AIM OF THE EXERCISE: Could you give back every record below exactly, leaving out the pictures?

SUPPLIED ENTRIES:
/---
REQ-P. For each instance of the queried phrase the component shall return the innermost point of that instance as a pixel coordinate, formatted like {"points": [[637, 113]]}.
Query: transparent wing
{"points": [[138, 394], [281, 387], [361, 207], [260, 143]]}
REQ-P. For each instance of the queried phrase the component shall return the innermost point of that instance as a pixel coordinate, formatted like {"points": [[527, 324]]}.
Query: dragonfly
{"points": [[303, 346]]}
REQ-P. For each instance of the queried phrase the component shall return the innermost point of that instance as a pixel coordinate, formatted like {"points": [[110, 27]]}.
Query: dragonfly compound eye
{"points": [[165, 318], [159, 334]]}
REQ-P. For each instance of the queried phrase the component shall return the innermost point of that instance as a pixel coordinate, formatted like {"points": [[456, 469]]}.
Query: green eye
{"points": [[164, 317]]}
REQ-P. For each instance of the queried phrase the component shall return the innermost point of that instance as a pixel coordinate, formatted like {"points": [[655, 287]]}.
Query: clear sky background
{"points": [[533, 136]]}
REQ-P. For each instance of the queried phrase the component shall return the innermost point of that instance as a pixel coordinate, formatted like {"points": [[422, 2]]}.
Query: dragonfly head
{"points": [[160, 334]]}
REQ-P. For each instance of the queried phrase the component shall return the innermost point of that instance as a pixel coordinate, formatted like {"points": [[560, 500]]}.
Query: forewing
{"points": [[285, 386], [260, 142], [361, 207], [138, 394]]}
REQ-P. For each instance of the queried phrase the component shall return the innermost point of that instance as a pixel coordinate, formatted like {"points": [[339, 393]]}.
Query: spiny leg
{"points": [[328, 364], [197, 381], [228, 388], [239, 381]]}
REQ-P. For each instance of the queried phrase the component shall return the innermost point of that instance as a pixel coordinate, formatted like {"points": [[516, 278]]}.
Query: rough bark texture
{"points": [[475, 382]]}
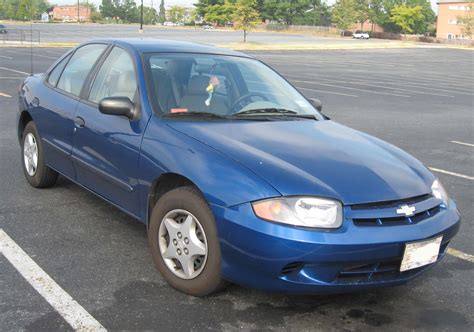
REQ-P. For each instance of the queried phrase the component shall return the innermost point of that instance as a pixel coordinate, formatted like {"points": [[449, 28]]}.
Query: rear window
{"points": [[78, 68]]}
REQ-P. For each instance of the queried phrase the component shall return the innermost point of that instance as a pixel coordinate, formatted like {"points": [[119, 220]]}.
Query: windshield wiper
{"points": [[202, 114], [259, 111], [275, 111]]}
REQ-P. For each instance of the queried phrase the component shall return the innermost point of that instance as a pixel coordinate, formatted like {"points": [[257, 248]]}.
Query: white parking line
{"points": [[371, 85], [451, 173], [34, 54], [461, 255], [334, 93], [348, 88], [62, 302], [15, 71], [462, 143]]}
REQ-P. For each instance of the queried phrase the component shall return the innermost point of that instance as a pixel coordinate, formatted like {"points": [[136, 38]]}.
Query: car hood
{"points": [[320, 158]]}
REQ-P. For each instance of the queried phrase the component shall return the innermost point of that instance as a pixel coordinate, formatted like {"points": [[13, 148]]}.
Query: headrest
{"points": [[126, 83], [197, 85]]}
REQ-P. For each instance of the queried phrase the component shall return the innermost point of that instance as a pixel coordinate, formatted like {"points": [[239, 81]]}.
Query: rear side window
{"points": [[56, 72], [116, 77], [78, 68]]}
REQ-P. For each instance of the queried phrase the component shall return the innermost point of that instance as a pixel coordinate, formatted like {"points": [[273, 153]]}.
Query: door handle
{"points": [[35, 101], [79, 122]]}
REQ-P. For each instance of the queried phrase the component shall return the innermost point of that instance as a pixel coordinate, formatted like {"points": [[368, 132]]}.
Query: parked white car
{"points": [[360, 35]]}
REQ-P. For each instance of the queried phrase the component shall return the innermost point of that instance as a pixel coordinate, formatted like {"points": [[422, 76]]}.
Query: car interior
{"points": [[182, 84]]}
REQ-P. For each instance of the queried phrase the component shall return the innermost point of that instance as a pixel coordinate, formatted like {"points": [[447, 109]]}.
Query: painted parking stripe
{"points": [[334, 93], [62, 302], [15, 71], [349, 88], [25, 53], [451, 173], [461, 255], [462, 143]]}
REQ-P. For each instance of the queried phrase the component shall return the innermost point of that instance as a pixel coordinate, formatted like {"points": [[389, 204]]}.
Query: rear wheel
{"points": [[184, 243], [36, 172]]}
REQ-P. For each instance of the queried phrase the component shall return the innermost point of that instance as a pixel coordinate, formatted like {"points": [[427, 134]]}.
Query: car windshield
{"points": [[222, 86]]}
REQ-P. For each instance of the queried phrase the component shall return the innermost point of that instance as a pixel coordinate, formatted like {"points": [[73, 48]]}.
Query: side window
{"points": [[56, 72], [116, 77], [78, 68]]}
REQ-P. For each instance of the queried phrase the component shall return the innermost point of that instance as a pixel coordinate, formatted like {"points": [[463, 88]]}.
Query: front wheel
{"points": [[34, 167], [184, 243]]}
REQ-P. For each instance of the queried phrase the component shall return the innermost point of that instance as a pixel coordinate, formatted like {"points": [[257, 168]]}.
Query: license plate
{"points": [[420, 253]]}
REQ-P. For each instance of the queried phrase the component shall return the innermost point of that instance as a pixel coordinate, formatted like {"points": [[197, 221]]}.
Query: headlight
{"points": [[438, 191], [301, 211]]}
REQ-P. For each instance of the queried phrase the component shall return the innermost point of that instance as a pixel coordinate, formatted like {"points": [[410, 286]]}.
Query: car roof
{"points": [[151, 45]]}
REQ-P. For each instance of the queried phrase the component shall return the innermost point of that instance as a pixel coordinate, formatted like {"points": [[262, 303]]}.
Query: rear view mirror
{"points": [[117, 106], [317, 104]]}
\---
ANSWER TO THIS PROBLEM:
REQ-P. For each instance of the queried phrase the component shall return the innermost point of that instance as a pixel coordinate, formatted like {"points": [[637, 113]]}.
Query: transparent wing
{"points": [[138, 394], [281, 387], [361, 207], [260, 143]]}
REQ-P. For each instance of the queried phrase the component shall return the innermost point of that instance as a pixel coordinate, formatted like {"points": [[527, 324]]}.
Query: dragonfly
{"points": [[303, 346]]}
REQ-P. For each instance of the queried phrase the component shall return the innermost point of that instance as a pixel coordinate, formatted like {"points": [[110, 27]]}.
Query: dragonfly compound eye
{"points": [[165, 318], [159, 334]]}
REQ-P. For each instance of the queried phrase the component shall return the innermost point of that instance as a pixel coordinate, formatted like {"points": [[456, 469]]}.
Query: green eye
{"points": [[164, 317]]}
REQ-P. For each instance of the queried phrase the component shall return the innermost point of that instance as a pixel coordinate, formatted like {"points": [[655, 287]]}.
Query: clear sky background
{"points": [[533, 136]]}
REQ-P. For each instance of the queried phrase the component shall return the innermost point of that instance as a pixel coordinate, formatted like {"points": [[422, 2]]}.
Query: dragonfly head
{"points": [[160, 334]]}
REQ-P. For each instance of the queried phrase the component shall return the innermost point of that instance as a pixel coordinate, formatted like {"points": [[560, 500]]}.
Query: forewing
{"points": [[285, 386], [260, 142], [361, 207], [138, 394]]}
REQ-P. For each instance of the queried phrase the component shall return the innermost point of that instance as a pixel coordinate, formatted like {"points": [[339, 393]]}.
Query: spiny leg
{"points": [[328, 364], [197, 381], [228, 388], [239, 381]]}
REQ-P. For each instance of the queried phrase the component shall return the innermost point of that instance as a pixel coordinate, formatted like {"points": [[516, 278]]}.
Query: rough bark texture
{"points": [[475, 382]]}
REQ-P. For each instance of the queried phrase the component shall return the innermost point of that instance as a pixel coordinate, formatted like {"points": [[449, 28]]}.
Query: rear window
{"points": [[78, 68]]}
REQ-P. For each instance of the queried phrase the component shall return the innermost point of that instance as a pixel coordinate, formatted like {"points": [[119, 220]]}.
Query: windshield wiper
{"points": [[202, 114], [259, 111], [275, 111]]}
REQ-P. For each instance of the queried phrase the component shall return the innermost point of that instance as a pixel coordinate, formatted like {"points": [[257, 248]]}.
Query: white parking line
{"points": [[371, 85], [451, 173], [34, 54], [461, 255], [334, 93], [348, 88], [62, 302], [15, 71], [462, 143]]}
REQ-P. For each instance of the queried phrase the component shall return the innermost point of that instance as a pixel coordinate, formatted like {"points": [[136, 38]]}.
Query: car hood
{"points": [[320, 158]]}
REQ-P. For each instance of the queried phrase the component shall return the innermost point of that instance as a pixel coordinate, formatted like {"points": [[13, 148]]}.
Query: headrest
{"points": [[126, 83], [197, 85]]}
REQ-P. For each instance of the queried phrase the component shall return the innermost point of that instance as a pixel coordinate, formatted like {"points": [[239, 81]]}.
Query: rear side window
{"points": [[56, 72], [116, 77], [78, 68]]}
REQ-P. For each instance of the queried phrase the component shall return the innermost point of that instance as a pixel coordinate, formatted like {"points": [[273, 153]]}.
Query: door handle
{"points": [[35, 101], [79, 122]]}
REQ-P. For each instance of the queried phrase the component shall return the innermost point of that instance as a pixel coordinate, formatted like {"points": [[368, 132]]}.
Query: parked white car
{"points": [[360, 35]]}
REQ-P. For each instance of the queried phrase the component shall return the innermost point of that instance as a pixel coordinate, formatted like {"points": [[422, 76]]}.
Query: car interior
{"points": [[182, 84]]}
REQ-P. For each instance of the queried phrase the component shall return the innermost point of that instance as a pixel coordinate, formatted like {"points": [[447, 109]]}.
Query: painted parking stripe
{"points": [[334, 93], [62, 302], [15, 71], [349, 88], [25, 53], [451, 173], [461, 255], [462, 143]]}
REQ-P. For each instance of the queried phrase the component shall return the innermost point of that instance as a pixel coordinate, formatted like {"points": [[389, 204]]}.
Query: rear wheel
{"points": [[184, 243], [36, 172]]}
REQ-P. For each instance of the queried phrase the component shall return the innermost point of that instance as a pixel coordinate, formatted like {"points": [[427, 134]]}.
Query: car windshield
{"points": [[222, 86]]}
REQ-P. For each instance of the queried phrase the component shall return the innermost point of that instance as a pixel coordinate, formatted like {"points": [[73, 48]]}.
Query: side window
{"points": [[56, 72], [116, 77], [78, 68]]}
REQ-P. For each instance of the queried phrase the component shall return the innermost point of that instance as a pixel coordinate, formatted like {"points": [[463, 88]]}.
Query: front wheel
{"points": [[34, 167], [184, 243]]}
REQ-P. For each instance of the queried phrase the component shall return the innermost point of that instance as a pixel coordinate, formatted like {"points": [[257, 168]]}.
Query: license plate
{"points": [[420, 253]]}
REQ-P. For each instance of the queried phrase the component shall return the innermost point of that instance as a pixel coordinate, formatted like {"points": [[197, 221]]}.
Query: headlight
{"points": [[438, 191], [301, 211]]}
REQ-P. For each instance of the queried phrase the component shall return the innermost point of that instance as a pixel coordinate, formatted like {"points": [[410, 286]]}.
Query: car roof
{"points": [[151, 45]]}
REQ-P. For each instance of the queried phrase the component shall return the innermost point of that instance as a pixel coordinate, formatted like {"points": [[262, 303]]}.
Query: rear view mirror
{"points": [[117, 106], [317, 104]]}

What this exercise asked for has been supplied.